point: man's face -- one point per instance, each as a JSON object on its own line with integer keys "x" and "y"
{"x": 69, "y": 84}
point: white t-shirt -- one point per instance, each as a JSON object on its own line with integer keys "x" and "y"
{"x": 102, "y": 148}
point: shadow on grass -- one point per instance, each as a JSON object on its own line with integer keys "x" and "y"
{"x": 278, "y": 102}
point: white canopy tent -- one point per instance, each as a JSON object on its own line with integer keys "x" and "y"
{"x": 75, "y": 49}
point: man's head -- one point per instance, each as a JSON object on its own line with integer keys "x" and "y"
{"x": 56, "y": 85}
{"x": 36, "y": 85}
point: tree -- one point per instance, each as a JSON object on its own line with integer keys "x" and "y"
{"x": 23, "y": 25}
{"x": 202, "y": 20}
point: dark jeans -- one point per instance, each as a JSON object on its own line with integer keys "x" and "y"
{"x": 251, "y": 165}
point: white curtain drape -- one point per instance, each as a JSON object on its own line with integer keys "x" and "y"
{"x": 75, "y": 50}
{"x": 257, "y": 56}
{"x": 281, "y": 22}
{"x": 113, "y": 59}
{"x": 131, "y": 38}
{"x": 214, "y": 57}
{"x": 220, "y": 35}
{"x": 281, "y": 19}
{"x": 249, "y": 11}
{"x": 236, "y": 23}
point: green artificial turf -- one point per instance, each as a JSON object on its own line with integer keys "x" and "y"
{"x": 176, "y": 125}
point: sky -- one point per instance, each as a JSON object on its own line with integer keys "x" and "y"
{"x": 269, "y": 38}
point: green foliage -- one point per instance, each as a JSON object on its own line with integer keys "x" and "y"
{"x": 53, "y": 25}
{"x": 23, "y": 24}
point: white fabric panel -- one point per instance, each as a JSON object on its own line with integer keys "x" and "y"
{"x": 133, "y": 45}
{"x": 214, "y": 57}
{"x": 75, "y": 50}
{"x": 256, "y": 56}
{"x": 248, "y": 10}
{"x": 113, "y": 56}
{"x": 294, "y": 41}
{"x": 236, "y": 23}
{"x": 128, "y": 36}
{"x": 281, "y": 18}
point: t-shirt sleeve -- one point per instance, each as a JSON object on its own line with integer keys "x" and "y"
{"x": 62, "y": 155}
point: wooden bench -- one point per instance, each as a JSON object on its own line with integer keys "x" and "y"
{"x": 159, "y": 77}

——————

What you should do:
Lines in scope run from the one holding "point: green artificial" to the last line of the material above; transcribe them exactly and omit the rest.

Answer section:
point: green artificial turf -- one point per instance, each as a JSON object on its own line with integer keys "x" and "y"
{"x": 176, "y": 125}
point: sky -- one point per instance, each as a JSON object on its own line with integer keys "x" and "y"
{"x": 269, "y": 38}
point: green foliage -- one point per instance, each as a JSON object on its own line with integer keys "x" and "y"
{"x": 53, "y": 25}
{"x": 23, "y": 24}
point: white fabric panel -- one point per instance, each as a JSON object on its own line with integer keys "x" and "y"
{"x": 133, "y": 45}
{"x": 214, "y": 57}
{"x": 75, "y": 50}
{"x": 256, "y": 56}
{"x": 248, "y": 10}
{"x": 113, "y": 56}
{"x": 294, "y": 41}
{"x": 236, "y": 23}
{"x": 128, "y": 36}
{"x": 281, "y": 18}
point: t-shirt sleeve -- one point per instance, each as a JSON object on its own line with integer keys "x" and "y"
{"x": 62, "y": 155}
point: wooden bench -- one point per instance, each as a JSON object on its own line with integer keys "x" and "y"
{"x": 159, "y": 77}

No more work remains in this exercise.